#### Task requirements:
Recast the stretch of records from the line containing "Running a dermatology lesion detector. Mark the white" through the line containing "[541,424,680,512]" as a two-column CSV with the headers text and answer, one row per record. Put each record's text and its answer in one quoted field apiece, with line breaks replaced by spaces.

─── Provided information ───

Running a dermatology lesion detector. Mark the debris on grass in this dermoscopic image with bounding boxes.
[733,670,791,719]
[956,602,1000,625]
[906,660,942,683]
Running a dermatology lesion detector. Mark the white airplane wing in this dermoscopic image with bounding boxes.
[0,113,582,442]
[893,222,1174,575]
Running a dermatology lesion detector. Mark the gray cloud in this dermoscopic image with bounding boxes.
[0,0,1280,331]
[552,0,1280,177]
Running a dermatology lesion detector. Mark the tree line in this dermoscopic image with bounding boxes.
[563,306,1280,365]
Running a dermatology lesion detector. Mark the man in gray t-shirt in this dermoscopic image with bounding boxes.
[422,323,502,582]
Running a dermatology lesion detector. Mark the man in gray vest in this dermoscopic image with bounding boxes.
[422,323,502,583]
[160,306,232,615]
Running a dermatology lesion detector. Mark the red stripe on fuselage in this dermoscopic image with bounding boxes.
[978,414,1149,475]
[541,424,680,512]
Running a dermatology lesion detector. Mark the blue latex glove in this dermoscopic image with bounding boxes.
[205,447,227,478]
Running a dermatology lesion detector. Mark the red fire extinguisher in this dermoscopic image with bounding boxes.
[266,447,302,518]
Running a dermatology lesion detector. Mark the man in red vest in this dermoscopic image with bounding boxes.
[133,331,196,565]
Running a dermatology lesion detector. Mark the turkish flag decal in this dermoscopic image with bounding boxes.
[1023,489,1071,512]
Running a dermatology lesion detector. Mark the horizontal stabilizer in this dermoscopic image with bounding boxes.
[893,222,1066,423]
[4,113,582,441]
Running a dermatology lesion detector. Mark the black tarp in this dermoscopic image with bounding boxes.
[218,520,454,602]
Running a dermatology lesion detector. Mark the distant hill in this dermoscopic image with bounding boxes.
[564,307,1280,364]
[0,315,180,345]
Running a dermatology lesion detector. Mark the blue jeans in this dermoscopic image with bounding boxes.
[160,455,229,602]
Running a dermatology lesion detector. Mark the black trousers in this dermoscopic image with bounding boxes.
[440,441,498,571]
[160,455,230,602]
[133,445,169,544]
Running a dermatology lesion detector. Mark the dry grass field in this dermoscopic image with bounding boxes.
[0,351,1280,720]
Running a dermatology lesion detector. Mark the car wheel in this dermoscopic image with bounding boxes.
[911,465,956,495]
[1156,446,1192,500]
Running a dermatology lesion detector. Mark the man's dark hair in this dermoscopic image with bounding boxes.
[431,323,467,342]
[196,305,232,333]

───

#### Result:
text,answer
"Running a dermatology lesion detector. Mark the white airplane wing in this dermoscopic image with bounding boxes.","[0,113,582,442] [893,222,1174,575]"
"Running a dermatology lesion detector. Mark the gray cloud in this dermoscopic image with bounding boxes.","[0,0,1280,331] [552,0,1280,177]"
"Running a dermatology lesion detector. Mark the tree line in this dermoscopic image with bounding boxes.","[563,306,1280,365]"
"Running a dermatology lesion detector. Mark the man in gray t-shirt in this dermoscopic image with bounding boxes.","[422,323,502,582]"
"Running a dermatology lesion detector. Mark the man in gray vest in this dermoscopic image with bounding boxes.","[422,323,502,583] [160,306,232,615]"
"Running a dermatology lesion detector. Mark the red stripe on fuselage in this dermoscopic image with bounding boxes.","[978,414,1149,475] [541,424,680,512]"